Figure 4-22: Two structures of the hypothetical (and non-existent) molecule H2O5; (left) an electron dot structure that explicitly shows all bonding and non-bonding electron pairs; (right) a simplified structural formula of the same compound; such extended chains of oxygen atoms are not stable due to the extensive electrostatic repulsion of so many lone pairs of electrons.
What makes carbon so special? It can form, literally, an infinite number of binary compounds with hydrogen. To see why, look at its electron dot structure (Figure 4-16 b); it has four electrons and therefore needs to form four covalent bonds to complete its octet and doing so it will not leave any destabilizing lone pairs. It can do so by making bonds solely with hydrogen, to yield methane, CH4. But it can also make single bonds to other carbon atoms without introducing any lone pairs either. Carbon, therefore, has many viable structures by which it can form bonds to hydrogen and other carbon atoms to satisfy its octet without incurring unduly high energetic costs.

▸ **GIVEN MATERIAL**

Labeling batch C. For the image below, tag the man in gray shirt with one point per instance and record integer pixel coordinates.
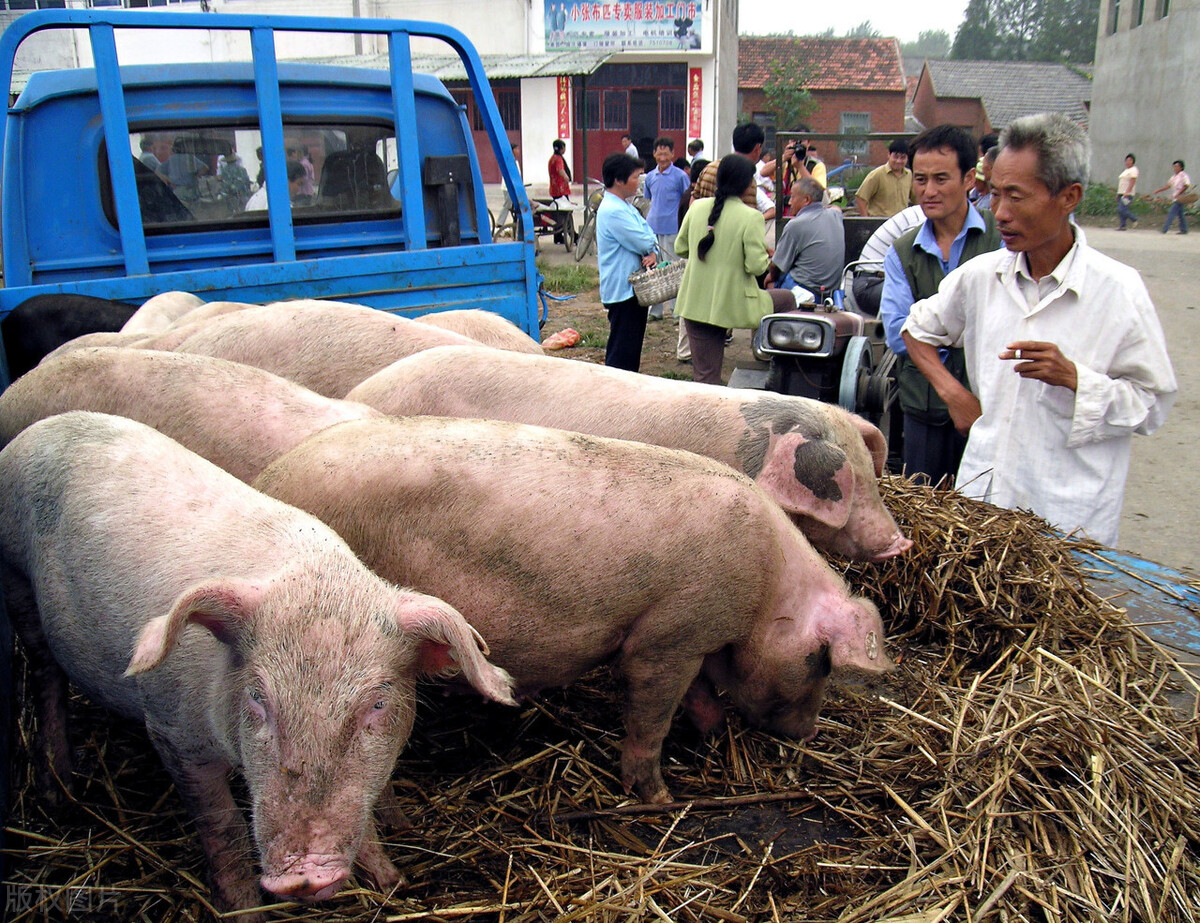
(811, 251)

▸ **WORK TO DO**
From the chemistry passage, echo the text word for word, beginning at the words that include "Figure 4-22: Two" and stopping after "pairs of electrons.".

▸ **THE COMPLETED TASK**
Figure 4-22: Two structures of the hypothetical (and non-existent) molecule H2O5; (left) an electron dot structure that explicitly shows all bonding and non-bonding electron pairs; (right) a simplified structural formula of the same compound; such extended chains of oxygen atoms are not stable due to the extensive electrostatic repulsion of so many lone pairs of electrons.